__DIRECTIONS FOR THIS TASK__.
Reproduce every one of the entries below verbatim, changing nothing.

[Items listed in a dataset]

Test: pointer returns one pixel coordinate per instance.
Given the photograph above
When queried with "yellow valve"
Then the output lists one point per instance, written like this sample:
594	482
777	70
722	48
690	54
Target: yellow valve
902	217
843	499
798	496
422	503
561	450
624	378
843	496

__FULL RESPONSE__.
Test: pointer returns one pixel coordinate per instance.
Given the photograph above
When queried with "yellow valve"
Then the output lists one point per instance, written like this sample:
594	482
777	70
722	48
690	54
Target: yellow valve
902	217
843	499
798	496
422	503
561	450
624	378
843	496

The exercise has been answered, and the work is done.